Together, this group of builders worked day and night on Nashville’s defenses under extreme conditions. It is said that approximately 2,700 worked on Fort Negley, though the truth is a little more nebulous. A total of 4,933 enslaved and free Black laborers worked with the Union military on Nashville’s defenses, moving from location to location as needed to create a connected system of forts surrounding Fort Andrew Johnson (the TN Capitol building): Fort Negley, Fort Houston (Music Row Roundabout), Fort Casino (City Reservoir), Fort Morton (Rose Park), and Fort Gillem (Jubilee Hall, Fisk University). The builders’ names and biographical information appear in this database. The vast majority of the laborers were men, but some women and children took part in the fort's construction. Moses McGavock, whose family was enslaved by the prominent planter family, the McGavocks, was the youngest at the age of just twelve.
Major General Stearns, the Commissioner for the Organization of the USCT in Middle and East Tennessee later recounted the work hazards encountered by the builders in the Boston Liberator: “These men, working in the heat of the Autumn months, lying on the hillside at night in the heavy dews without shelter, and fed with poor food, soon sickened. In four months about 800 of them died; the remainder were kept at work from six to fifteen months without pay.” Many were promised ten dollars a month but most were never paid (the ledger of the few who did get paid are also in this database).

■ EXERCISE PROMPT: Reproduce the passage about the builders of Nashville's Civil War defenses in full, word for word.

■ SUPPLIED RECORDS:

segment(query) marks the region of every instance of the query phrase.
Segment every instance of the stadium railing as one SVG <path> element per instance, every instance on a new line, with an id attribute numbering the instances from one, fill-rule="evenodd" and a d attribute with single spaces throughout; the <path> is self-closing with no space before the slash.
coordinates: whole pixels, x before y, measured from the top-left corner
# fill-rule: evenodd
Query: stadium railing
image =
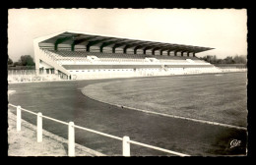
<path id="1" fill-rule="evenodd" d="M 9 95 L 8 95 L 9 97 Z M 31 113 L 32 115 L 35 115 L 37 117 L 36 119 L 36 138 L 37 138 L 37 142 L 41 142 L 42 141 L 42 119 L 48 119 L 57 123 L 61 123 L 63 125 L 67 125 L 68 126 L 68 156 L 75 156 L 75 128 L 77 129 L 81 129 L 87 132 L 91 132 L 91 133 L 95 133 L 103 137 L 107 137 L 110 138 L 115 138 L 118 140 L 122 140 L 122 155 L 123 156 L 131 156 L 130 153 L 130 144 L 136 144 L 136 145 L 140 145 L 140 146 L 144 146 L 147 148 L 152 148 L 152 149 L 156 149 L 156 150 L 160 150 L 162 152 L 166 152 L 166 153 L 170 153 L 173 155 L 177 155 L 177 156 L 190 156 L 188 154 L 184 154 L 184 153 L 180 153 L 180 152 L 176 152 L 176 151 L 172 151 L 172 150 L 168 150 L 168 149 L 164 149 L 164 148 L 160 148 L 158 146 L 154 146 L 154 145 L 150 145 L 150 144 L 146 144 L 146 143 L 142 143 L 142 142 L 138 142 L 135 140 L 131 140 L 129 137 L 124 136 L 123 138 L 119 138 L 116 136 L 112 136 L 109 134 L 105 134 L 105 133 L 101 133 L 96 130 L 92 130 L 92 129 L 88 129 L 85 127 L 81 127 L 81 126 L 77 126 L 74 124 L 74 122 L 63 122 L 48 116 L 44 116 L 42 115 L 40 112 L 35 113 L 27 109 L 22 108 L 21 106 L 16 106 L 13 104 L 10 104 L 10 106 L 17 108 L 17 132 L 20 132 L 22 130 L 22 111 Z"/>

■ COMPLETE RESPONSE:
Together, this group of builders worked day and night on Nashville’s defenses under extreme conditions. It is said that approximately 2,700 worked on Fort Negley, though the truth is a little more nebulous. A total of 4,933 enslaved and free Black laborers worked with the Union military on Nashville’s defenses, moving from location to location as needed to create a connected system of forts surrounding Fort Andrew Johnson (the TN Capitol building): Fort Negley, Fort Houston (Music Row Roundabout), Fort Casino (City Reservoir), Fort Morton (Rose Park), and Fort Gillem (Jubilee Hall, Fisk University). The builders’ names and biographical information appear in this database. The vast majority of the laborers were men, but some women and children took part in the fort's construction. Moses McGavock, whose family was enslaved by the prominent planter family, the McGavocks, was the youngest at the age of just twelve.
Major General Stearns, the Commissioner for the Organization of the USCT in Middle and East Tennessee later recounted the work hazards encountered by the builders in the Boston Liberator: “These men, working in the heat of the Autumn months, lying on the hillside at night in the heavy dews without shelter, and fed with poor food, soon sickened. In four months about 800 of them died; the remainder were kept at work from six to fifteen months without pay.” Many were promised ten dollars a month but most were never paid (the ledger of the few who did get paid are also in this database).